*PROMPT*: Gather every line in the records below that contains the string "shirt" and copy each one. Case matters.

+---+

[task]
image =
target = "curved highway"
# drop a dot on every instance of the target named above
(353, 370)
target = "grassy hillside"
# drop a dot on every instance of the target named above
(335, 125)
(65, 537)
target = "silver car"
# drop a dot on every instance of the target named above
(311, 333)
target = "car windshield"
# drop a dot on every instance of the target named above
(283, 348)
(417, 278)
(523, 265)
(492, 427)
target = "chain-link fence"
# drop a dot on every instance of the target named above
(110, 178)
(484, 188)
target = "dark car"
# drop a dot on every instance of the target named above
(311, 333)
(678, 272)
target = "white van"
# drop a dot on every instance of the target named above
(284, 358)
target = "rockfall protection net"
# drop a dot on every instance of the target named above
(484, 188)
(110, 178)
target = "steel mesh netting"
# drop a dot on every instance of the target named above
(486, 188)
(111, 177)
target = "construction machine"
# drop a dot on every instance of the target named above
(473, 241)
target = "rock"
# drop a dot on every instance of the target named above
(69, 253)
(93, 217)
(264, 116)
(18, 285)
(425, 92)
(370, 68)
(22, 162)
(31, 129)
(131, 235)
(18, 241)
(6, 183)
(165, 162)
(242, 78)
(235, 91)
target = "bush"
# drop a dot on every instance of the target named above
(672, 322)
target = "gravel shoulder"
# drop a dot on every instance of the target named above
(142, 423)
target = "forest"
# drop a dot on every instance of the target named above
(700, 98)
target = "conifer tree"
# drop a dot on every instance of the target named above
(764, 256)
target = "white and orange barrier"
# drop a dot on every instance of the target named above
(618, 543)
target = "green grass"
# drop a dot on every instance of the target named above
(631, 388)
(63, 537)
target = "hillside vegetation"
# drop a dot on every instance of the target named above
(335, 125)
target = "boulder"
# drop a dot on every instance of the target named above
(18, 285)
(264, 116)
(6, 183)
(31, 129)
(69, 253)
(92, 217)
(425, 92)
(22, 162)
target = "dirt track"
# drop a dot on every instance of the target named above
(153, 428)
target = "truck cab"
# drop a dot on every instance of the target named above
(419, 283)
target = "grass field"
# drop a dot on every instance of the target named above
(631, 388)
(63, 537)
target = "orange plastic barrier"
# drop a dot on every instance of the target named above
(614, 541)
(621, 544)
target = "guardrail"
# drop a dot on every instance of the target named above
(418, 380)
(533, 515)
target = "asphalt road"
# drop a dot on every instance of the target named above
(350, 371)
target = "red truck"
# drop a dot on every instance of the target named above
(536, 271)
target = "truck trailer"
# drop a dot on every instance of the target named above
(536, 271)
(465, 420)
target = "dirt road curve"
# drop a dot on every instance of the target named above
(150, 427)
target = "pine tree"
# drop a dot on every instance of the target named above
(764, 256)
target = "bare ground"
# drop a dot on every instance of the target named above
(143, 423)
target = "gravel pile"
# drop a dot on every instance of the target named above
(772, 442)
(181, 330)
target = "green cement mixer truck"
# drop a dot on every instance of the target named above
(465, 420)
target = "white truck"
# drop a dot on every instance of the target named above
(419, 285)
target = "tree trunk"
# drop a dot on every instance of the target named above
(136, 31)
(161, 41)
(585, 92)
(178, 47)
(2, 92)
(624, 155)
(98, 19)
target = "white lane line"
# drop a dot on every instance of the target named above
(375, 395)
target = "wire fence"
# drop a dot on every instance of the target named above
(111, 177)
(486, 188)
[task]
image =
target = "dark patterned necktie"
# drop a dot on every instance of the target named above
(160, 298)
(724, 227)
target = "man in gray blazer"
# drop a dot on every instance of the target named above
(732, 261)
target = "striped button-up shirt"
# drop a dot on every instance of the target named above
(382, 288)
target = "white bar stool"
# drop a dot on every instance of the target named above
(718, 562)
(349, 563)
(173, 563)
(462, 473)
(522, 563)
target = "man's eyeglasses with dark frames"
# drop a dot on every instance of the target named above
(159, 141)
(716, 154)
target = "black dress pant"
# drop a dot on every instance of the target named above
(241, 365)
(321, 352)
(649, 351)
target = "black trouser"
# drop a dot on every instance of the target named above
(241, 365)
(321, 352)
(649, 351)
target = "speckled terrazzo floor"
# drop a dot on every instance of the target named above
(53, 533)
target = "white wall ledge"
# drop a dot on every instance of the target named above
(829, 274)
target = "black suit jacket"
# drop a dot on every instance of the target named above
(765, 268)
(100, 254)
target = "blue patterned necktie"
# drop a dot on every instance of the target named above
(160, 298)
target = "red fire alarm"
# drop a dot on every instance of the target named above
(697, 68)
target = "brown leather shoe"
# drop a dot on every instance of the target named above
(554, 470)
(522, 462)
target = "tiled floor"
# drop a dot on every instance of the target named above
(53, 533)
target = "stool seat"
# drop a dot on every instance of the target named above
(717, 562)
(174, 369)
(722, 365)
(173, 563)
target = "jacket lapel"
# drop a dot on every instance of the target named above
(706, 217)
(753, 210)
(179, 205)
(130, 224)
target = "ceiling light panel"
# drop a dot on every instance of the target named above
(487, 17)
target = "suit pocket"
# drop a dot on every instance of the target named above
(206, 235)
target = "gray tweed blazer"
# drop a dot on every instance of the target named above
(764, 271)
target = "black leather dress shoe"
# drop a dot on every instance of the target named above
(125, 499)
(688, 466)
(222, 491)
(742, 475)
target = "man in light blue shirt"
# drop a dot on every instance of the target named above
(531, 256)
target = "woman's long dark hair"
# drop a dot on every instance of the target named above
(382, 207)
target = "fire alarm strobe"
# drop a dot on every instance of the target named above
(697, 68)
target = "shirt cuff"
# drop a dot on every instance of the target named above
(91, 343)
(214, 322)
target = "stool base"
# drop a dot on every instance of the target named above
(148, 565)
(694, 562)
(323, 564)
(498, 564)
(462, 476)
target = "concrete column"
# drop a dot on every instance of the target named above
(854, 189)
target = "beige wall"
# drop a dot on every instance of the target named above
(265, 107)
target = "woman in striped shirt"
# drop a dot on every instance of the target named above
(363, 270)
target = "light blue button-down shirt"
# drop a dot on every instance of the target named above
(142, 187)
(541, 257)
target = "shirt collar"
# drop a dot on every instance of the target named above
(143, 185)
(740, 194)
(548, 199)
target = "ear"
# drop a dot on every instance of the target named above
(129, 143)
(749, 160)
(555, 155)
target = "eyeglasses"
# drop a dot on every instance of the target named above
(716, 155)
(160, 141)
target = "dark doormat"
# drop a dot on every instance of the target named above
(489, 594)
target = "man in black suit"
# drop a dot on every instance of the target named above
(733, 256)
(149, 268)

+---+

*EXERCISE RESULT*:
target = "striped button-up shirt"
target = "man in light blue shirt"
target = "shirt cuff"
target = "woman in striped shirt"
target = "light blue button-down shirt"
target = "shirt collar"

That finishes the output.